→ **ZADANIE DO WYKONANIA**
Wypisz ponownie wszystkie wiersze poniższego materiału bez jakichkolwiek zmian.

----------------

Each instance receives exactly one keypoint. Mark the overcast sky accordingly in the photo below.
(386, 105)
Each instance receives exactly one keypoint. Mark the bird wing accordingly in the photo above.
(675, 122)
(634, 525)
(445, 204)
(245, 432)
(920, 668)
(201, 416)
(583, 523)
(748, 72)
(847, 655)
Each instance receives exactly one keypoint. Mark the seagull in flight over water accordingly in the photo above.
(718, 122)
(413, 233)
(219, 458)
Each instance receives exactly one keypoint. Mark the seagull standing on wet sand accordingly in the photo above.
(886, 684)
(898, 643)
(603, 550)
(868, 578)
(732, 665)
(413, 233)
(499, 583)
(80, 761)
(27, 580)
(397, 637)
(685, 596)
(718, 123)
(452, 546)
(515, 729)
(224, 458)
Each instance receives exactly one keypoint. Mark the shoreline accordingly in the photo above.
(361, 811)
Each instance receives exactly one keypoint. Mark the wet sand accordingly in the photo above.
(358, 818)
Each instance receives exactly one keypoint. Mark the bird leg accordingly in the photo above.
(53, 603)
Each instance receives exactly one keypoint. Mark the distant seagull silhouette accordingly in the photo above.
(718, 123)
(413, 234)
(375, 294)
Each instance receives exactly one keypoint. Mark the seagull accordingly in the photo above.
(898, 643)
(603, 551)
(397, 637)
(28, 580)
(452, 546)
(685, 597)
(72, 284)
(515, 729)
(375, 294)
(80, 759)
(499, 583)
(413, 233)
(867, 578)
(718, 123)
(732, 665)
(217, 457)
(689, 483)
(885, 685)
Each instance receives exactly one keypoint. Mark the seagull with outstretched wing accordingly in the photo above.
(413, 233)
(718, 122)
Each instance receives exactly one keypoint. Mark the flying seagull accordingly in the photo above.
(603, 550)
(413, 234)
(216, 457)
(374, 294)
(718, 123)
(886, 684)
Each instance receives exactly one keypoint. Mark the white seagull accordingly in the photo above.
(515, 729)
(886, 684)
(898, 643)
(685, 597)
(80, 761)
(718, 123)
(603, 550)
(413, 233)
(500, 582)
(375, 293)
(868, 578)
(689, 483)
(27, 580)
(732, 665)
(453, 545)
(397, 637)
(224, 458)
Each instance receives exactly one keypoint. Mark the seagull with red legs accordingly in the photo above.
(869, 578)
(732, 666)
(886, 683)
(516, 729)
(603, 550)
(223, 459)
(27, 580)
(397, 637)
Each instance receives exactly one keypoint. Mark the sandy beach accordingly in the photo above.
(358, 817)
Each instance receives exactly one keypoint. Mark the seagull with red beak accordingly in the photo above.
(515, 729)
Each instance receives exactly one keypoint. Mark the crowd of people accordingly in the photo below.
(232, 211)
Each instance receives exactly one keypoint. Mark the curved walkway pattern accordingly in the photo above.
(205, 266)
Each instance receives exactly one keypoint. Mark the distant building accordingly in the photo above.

----------------

→ **WYNIK ĆWICZENIA**
Each instance receives exactly one keypoint. Mark the overcast sky accordingly in the photo below.
(386, 105)
Each instance receives exactly one keypoint. Mark the bird wing accordingly in the photo above.
(675, 122)
(634, 525)
(445, 204)
(245, 432)
(920, 668)
(201, 416)
(583, 523)
(748, 72)
(847, 655)
Each instance receives exactly one keypoint. Mark the seagull in flight over water accordingly in the photo above.
(718, 122)
(413, 233)
(219, 458)
Each instance receives exactly one keypoint. Mark the seagull standing on wet sand accordingly in the photo above.
(886, 684)
(898, 643)
(603, 550)
(868, 578)
(732, 665)
(413, 233)
(499, 583)
(80, 761)
(27, 580)
(397, 637)
(685, 596)
(718, 123)
(452, 546)
(515, 729)
(224, 458)
Each instance receives exactly one keypoint. Mark the shoreline accordingly in the photo above.
(361, 811)
Each instance receives exactly one keypoint. Mark the wet sand accordingly in the photo above.
(358, 818)
Each instance receives exactly one keypoint. Mark the bird leg accordingly in the photo above.
(53, 603)
Each instance receives exactly one keypoint. Mark the distant seagull silhouette accordingly in the photo above.
(718, 123)
(413, 234)
(375, 294)
Each instance receives exactly one keypoint. Mark the seagull accordingly in the photo above.
(898, 643)
(603, 551)
(397, 637)
(28, 580)
(452, 546)
(685, 597)
(72, 284)
(515, 729)
(375, 294)
(80, 759)
(499, 583)
(413, 233)
(867, 578)
(718, 123)
(732, 665)
(217, 457)
(689, 483)
(885, 685)
Each instance receives exactly one keypoint. Mark the seagull with outstretched wing accordingly in the photo above.
(413, 233)
(718, 122)
Each instance receives exactly one keypoint. Mark the flying seagull accordingly in the photo above.
(603, 550)
(413, 234)
(216, 457)
(374, 294)
(718, 123)
(886, 684)
Each instance receives exactly one keypoint. Mark the white seagull accordingly in the photo above.
(515, 729)
(886, 684)
(898, 643)
(685, 597)
(80, 761)
(718, 123)
(603, 550)
(413, 233)
(500, 582)
(375, 293)
(868, 578)
(689, 483)
(27, 580)
(732, 665)
(453, 545)
(397, 637)
(224, 458)
Each instance receives exactly one keypoint. Mark the seagull with red legs accordingly in the photo above.
(869, 578)
(732, 666)
(886, 683)
(516, 729)
(603, 550)
(223, 459)
(27, 580)
(397, 637)
Each instance receives exactly one keypoint. Mark the sandy beach accordingly in the photo above.
(358, 817)
Each instance receives exactly one keypoint. Mark the seagull with red beak accordingly in the photo above.
(515, 729)
Each instance receives exactly one keypoint. Mark the crowd of people accordingly in the photo below.
(232, 211)
Each instance receives exactly one keypoint. Mark the curved walkway pattern accordingly in the photo above.
(205, 266)
Each instance receives exactly one keypoint. Mark the distant building accordingly in the photo above.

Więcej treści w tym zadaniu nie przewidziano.